TASK DATA
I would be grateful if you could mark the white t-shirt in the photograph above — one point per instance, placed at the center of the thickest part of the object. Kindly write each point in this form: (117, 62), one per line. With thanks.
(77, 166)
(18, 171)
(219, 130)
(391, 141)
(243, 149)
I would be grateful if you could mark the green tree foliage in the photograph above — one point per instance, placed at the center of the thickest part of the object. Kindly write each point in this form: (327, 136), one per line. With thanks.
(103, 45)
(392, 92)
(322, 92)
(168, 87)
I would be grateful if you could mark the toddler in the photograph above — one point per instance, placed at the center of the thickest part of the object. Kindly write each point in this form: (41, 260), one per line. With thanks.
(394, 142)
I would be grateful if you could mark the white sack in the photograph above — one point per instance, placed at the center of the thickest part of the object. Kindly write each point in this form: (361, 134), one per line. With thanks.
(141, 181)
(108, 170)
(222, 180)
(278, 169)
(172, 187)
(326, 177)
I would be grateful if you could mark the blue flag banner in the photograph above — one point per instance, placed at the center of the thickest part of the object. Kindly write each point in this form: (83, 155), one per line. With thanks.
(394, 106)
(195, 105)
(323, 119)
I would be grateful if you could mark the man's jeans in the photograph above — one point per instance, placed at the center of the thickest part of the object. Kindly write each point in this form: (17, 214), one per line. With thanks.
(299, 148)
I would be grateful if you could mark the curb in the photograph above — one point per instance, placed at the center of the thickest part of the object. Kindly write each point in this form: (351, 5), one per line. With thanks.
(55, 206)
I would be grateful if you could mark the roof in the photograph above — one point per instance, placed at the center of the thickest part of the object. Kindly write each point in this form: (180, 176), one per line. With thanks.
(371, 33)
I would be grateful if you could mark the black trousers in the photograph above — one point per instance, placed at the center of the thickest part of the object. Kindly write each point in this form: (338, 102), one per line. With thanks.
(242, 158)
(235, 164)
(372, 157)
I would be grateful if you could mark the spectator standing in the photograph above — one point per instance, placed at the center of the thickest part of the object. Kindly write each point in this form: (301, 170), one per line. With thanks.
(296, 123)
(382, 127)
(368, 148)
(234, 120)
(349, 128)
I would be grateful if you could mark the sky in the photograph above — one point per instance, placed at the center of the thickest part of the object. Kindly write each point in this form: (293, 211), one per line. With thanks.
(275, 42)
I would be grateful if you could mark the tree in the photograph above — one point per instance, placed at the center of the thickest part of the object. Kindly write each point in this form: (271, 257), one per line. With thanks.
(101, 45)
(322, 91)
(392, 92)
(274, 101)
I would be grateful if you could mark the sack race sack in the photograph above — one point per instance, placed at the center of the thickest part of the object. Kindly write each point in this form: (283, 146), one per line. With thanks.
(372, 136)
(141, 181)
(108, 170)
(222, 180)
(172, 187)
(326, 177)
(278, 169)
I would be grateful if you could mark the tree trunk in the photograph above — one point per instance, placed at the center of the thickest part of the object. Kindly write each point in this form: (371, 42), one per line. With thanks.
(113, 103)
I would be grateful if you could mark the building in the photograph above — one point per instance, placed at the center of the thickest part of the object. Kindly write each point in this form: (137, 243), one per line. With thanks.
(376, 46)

TO BE DONE
Above are the records; copy exactly the lines from the one with "I would be grateful if you could mark the sky" through the final line.

REPLY TO THE EXERCISE
I would be grateful if you could mark the sky in the photograph above — one point per instance, placed at the center of the thickest part of the object. Kindly write each point in this form: (293, 211), one per line. With thanks.
(275, 42)
I would be grateful if you could mark the tree in the photograph above — one point per instance, placed at the center of the thickest part of the object. Kindly write each point in this form: (271, 257), one per line. With thanks.
(101, 45)
(322, 91)
(392, 92)
(274, 101)
I would be grateful if you could mark the sack race sack in the photograph above — one point per instance, placed at the center of the thickest part of the object. Kindly write each point in this form: (283, 146), one per line. With thanks.
(372, 136)
(141, 181)
(108, 170)
(222, 180)
(172, 187)
(326, 177)
(278, 169)
I would be grateful if you could mark the tree trunk in the photograph above — one point per instance, placed at the center of the thickest part of the object. Kindly write each point in this form: (371, 42), one per line. With thanks.
(113, 103)
I would be grateful if you could mark the building in the photograph above — one point per instance, placed at the center of the thickest part of the object. Kindly write each point in this form: (137, 243), one per line. With thanks.
(376, 46)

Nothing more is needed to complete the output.